§ **WHAT NEEDS TO BE DONE**:
How many lines in the items below contain the word "roof"? Reply with the number only.

★ ★ ★

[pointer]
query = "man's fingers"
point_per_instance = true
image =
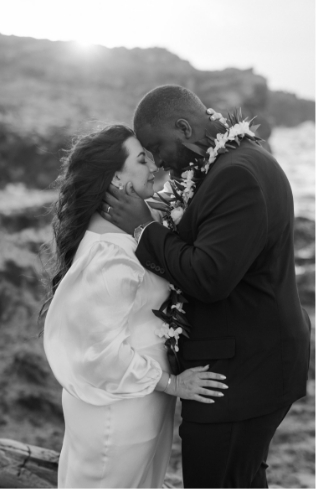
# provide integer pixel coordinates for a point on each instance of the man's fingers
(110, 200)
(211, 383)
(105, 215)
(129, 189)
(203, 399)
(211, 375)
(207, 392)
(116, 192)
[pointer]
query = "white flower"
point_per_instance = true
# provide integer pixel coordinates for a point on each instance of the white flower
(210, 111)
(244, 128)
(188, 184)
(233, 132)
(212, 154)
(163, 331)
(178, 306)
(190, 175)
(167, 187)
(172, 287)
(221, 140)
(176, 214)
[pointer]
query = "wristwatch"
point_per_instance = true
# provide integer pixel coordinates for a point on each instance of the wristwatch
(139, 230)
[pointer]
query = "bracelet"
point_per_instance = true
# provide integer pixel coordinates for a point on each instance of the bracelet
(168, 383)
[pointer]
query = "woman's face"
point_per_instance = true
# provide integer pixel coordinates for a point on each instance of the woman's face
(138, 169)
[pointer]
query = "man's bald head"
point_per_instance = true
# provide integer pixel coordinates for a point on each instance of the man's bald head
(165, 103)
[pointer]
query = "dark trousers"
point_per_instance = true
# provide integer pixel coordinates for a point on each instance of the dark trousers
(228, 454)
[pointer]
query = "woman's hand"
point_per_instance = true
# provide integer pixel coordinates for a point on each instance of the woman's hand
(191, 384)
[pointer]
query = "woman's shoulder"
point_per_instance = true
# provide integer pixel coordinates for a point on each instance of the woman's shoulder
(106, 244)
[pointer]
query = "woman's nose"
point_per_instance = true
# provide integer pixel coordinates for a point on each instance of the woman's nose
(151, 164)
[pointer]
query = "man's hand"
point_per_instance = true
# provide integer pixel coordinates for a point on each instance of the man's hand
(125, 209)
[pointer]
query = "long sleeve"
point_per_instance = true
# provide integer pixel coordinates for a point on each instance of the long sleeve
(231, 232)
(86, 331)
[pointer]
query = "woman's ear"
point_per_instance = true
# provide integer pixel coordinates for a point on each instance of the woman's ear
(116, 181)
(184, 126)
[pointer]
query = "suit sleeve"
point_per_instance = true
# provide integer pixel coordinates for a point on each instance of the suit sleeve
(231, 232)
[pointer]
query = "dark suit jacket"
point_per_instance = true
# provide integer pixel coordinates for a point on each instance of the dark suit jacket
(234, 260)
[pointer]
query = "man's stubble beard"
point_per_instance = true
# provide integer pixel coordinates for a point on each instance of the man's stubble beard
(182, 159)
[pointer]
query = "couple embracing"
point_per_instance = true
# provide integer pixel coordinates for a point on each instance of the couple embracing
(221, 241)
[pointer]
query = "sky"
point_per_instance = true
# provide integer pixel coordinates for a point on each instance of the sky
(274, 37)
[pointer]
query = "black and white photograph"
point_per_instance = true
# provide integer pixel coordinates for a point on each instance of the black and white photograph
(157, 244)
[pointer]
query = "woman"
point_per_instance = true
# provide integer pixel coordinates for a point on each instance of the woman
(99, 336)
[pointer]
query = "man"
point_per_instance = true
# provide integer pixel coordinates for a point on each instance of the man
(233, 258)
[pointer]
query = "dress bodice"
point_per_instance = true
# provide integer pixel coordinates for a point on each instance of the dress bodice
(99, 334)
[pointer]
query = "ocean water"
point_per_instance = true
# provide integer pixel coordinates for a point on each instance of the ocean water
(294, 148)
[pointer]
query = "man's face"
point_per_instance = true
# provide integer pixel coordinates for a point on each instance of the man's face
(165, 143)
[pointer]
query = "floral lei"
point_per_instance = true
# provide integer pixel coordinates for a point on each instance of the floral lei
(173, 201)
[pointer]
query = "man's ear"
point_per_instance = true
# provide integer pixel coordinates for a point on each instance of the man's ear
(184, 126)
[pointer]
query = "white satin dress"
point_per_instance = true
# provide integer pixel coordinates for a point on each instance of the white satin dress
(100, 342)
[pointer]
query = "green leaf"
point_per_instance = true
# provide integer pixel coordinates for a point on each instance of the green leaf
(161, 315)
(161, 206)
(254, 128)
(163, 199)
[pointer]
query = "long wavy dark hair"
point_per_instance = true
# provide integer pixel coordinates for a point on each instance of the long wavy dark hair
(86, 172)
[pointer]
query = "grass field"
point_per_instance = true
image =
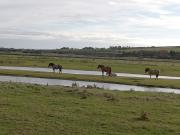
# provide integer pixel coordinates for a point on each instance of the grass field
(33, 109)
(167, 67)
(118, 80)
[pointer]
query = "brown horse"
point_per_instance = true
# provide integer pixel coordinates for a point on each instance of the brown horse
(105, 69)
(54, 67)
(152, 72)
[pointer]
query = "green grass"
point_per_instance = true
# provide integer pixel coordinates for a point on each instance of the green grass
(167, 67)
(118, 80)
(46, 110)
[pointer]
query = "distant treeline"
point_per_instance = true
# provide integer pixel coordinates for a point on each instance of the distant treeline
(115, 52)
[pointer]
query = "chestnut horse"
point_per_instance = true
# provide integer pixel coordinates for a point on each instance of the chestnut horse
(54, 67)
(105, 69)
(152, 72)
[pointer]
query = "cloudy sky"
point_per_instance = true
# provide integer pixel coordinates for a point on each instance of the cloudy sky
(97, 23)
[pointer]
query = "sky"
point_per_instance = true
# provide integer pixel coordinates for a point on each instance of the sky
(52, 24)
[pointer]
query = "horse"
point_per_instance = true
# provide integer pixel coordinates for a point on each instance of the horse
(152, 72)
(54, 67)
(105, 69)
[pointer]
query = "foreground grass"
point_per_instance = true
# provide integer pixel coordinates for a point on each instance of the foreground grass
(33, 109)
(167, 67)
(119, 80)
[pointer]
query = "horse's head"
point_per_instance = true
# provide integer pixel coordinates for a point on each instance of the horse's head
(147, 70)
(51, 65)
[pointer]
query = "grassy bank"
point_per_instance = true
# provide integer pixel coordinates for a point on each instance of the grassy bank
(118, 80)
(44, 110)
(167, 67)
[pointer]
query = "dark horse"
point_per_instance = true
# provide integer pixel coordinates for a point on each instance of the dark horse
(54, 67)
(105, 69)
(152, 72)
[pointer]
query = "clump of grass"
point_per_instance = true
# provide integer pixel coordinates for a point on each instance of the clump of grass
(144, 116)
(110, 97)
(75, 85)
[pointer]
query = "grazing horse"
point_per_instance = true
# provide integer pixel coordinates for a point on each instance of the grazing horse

★ ★ ★

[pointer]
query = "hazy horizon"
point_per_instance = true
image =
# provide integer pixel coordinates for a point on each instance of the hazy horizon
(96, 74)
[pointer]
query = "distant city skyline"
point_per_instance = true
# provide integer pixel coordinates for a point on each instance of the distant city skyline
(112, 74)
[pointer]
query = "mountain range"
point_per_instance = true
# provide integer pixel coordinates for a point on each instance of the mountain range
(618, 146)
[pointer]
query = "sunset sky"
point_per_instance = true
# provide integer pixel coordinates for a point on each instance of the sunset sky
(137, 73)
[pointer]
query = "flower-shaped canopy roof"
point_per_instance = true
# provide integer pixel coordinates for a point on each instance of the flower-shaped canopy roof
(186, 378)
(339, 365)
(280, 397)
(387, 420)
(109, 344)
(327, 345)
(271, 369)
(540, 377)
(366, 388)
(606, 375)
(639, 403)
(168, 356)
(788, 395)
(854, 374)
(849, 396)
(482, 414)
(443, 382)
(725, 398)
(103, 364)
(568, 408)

★ ★ ★

§ **FULL OUTPUT**:
2